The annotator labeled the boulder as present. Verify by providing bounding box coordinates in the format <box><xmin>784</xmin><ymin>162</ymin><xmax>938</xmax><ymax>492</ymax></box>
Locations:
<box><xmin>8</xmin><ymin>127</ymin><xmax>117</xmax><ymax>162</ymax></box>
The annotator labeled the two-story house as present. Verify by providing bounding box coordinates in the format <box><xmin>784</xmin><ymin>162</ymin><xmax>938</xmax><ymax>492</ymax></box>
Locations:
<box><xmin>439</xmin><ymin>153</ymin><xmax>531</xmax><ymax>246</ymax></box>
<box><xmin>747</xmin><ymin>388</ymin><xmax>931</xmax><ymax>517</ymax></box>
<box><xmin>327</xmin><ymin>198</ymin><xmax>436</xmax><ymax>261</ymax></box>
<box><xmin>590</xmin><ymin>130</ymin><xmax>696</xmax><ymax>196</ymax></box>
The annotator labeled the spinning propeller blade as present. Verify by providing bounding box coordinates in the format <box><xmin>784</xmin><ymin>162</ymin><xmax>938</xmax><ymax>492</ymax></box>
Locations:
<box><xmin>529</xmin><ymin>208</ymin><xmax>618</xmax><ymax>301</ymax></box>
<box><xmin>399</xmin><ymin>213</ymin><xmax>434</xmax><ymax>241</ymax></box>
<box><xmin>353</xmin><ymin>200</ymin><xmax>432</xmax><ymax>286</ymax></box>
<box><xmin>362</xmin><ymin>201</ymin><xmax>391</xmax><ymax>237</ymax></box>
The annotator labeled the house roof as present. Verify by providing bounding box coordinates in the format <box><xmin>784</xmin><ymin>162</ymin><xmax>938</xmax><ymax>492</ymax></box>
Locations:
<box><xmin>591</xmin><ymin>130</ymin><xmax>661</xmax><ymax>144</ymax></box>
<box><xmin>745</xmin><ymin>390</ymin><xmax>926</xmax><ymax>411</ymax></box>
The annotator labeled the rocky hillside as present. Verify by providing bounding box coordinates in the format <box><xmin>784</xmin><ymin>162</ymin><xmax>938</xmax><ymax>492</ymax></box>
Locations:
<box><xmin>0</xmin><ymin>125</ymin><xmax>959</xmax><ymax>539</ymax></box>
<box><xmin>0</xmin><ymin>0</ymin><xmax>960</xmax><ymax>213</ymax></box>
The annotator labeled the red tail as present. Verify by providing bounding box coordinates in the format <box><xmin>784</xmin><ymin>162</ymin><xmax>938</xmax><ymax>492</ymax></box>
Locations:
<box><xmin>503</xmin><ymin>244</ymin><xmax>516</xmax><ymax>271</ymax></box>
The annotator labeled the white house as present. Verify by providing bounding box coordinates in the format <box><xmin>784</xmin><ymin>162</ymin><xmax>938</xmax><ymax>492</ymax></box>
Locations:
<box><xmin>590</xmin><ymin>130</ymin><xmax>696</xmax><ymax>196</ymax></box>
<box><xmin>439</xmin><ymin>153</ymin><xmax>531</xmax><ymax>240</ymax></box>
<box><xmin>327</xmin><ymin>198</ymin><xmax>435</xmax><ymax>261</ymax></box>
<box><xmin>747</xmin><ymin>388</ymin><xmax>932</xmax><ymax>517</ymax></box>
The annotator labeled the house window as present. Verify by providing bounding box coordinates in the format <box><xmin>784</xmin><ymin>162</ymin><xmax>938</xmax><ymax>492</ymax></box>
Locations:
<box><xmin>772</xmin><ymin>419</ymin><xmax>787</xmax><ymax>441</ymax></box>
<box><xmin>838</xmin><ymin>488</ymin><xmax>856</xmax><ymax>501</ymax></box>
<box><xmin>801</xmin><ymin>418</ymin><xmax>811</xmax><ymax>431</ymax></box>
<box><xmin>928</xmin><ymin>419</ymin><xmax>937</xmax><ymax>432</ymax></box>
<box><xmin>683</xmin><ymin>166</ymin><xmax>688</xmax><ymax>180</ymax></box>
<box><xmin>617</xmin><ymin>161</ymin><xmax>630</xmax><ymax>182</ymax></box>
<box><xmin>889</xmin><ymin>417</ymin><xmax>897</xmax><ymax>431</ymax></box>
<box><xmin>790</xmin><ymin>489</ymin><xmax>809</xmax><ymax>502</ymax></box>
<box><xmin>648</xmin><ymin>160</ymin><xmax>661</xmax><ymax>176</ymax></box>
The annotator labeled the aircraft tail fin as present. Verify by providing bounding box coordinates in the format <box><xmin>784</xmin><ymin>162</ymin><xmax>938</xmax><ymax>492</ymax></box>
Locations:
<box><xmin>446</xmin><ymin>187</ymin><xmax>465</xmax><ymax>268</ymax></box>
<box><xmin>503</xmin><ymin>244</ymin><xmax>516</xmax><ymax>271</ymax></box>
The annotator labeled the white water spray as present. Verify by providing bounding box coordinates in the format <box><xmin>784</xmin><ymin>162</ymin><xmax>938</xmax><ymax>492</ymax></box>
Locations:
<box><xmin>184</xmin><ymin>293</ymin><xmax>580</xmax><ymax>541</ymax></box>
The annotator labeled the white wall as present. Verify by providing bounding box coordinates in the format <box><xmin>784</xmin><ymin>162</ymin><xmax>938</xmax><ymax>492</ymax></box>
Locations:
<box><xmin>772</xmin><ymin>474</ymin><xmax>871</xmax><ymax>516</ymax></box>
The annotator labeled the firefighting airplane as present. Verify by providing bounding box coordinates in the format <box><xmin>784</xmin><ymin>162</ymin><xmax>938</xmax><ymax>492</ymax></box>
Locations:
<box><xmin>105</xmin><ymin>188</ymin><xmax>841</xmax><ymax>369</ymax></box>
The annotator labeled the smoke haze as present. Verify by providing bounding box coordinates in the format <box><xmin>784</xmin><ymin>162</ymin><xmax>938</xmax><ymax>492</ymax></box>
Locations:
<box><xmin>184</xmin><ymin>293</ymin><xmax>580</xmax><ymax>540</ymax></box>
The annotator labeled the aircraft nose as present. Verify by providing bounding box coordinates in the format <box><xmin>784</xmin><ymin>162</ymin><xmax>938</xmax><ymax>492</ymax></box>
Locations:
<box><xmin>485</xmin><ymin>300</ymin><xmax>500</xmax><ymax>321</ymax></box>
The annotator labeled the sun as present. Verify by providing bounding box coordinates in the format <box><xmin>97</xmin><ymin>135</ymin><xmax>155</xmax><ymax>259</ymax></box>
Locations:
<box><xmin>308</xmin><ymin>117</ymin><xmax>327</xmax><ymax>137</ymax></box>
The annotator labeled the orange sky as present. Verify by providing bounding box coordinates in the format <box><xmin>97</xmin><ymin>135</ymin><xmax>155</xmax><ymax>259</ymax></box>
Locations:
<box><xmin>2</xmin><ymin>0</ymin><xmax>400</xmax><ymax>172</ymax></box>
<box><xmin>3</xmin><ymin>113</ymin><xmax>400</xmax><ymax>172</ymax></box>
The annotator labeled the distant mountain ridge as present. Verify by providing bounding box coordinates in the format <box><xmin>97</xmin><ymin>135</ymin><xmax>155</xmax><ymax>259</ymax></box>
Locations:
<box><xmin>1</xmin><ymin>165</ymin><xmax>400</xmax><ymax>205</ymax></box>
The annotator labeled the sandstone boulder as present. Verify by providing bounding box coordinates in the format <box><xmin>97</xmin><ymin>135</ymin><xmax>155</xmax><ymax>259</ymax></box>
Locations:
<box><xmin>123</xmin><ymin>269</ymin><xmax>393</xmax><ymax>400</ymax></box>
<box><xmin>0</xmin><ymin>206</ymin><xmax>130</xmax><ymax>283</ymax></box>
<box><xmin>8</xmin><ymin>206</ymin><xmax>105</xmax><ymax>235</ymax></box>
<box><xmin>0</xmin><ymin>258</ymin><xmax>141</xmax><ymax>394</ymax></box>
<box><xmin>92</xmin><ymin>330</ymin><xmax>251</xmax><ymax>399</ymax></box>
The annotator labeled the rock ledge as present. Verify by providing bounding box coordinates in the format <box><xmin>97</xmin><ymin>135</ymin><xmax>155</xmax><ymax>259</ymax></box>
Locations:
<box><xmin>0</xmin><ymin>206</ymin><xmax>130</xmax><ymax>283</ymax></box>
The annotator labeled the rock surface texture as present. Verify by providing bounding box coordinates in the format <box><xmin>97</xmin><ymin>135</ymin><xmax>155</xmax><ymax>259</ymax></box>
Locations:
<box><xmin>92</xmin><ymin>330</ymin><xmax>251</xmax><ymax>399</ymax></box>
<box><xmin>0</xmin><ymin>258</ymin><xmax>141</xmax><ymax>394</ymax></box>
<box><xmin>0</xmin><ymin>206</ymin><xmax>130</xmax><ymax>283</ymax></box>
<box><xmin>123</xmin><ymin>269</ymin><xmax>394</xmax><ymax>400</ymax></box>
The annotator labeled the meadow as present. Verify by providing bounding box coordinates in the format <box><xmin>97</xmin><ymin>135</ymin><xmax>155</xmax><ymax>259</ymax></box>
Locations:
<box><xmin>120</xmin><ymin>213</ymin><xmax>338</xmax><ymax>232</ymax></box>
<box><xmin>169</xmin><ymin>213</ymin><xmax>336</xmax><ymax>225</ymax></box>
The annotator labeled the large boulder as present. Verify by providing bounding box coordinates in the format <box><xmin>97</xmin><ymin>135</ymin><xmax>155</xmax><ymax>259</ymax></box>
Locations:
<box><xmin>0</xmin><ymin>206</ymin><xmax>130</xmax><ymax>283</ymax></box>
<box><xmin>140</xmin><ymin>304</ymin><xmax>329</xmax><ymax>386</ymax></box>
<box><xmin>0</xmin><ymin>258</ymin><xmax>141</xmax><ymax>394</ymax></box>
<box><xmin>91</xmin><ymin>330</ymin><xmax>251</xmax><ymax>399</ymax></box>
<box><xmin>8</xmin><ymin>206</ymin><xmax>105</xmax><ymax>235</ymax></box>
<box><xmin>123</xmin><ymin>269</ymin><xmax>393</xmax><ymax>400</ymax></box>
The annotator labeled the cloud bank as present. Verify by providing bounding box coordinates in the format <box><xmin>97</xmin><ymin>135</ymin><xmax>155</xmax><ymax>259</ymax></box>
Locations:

▬▬▬

→ **TASK DIRECTIONS**: Copy out the lines above word for word, stopping after the line containing "The annotator labeled the two-story".

→ **THE COMPLETED TASK**:
The annotator labeled the boulder as present. Verify by providing bounding box coordinates in the format <box><xmin>784</xmin><ymin>162</ymin><xmax>938</xmax><ymax>492</ymax></box>
Locations:
<box><xmin>8</xmin><ymin>127</ymin><xmax>117</xmax><ymax>162</ymax></box>
The annotator labeled the two-story house as present. Verify by providing bounding box coordinates in the format <box><xmin>784</xmin><ymin>162</ymin><xmax>938</xmax><ymax>492</ymax></box>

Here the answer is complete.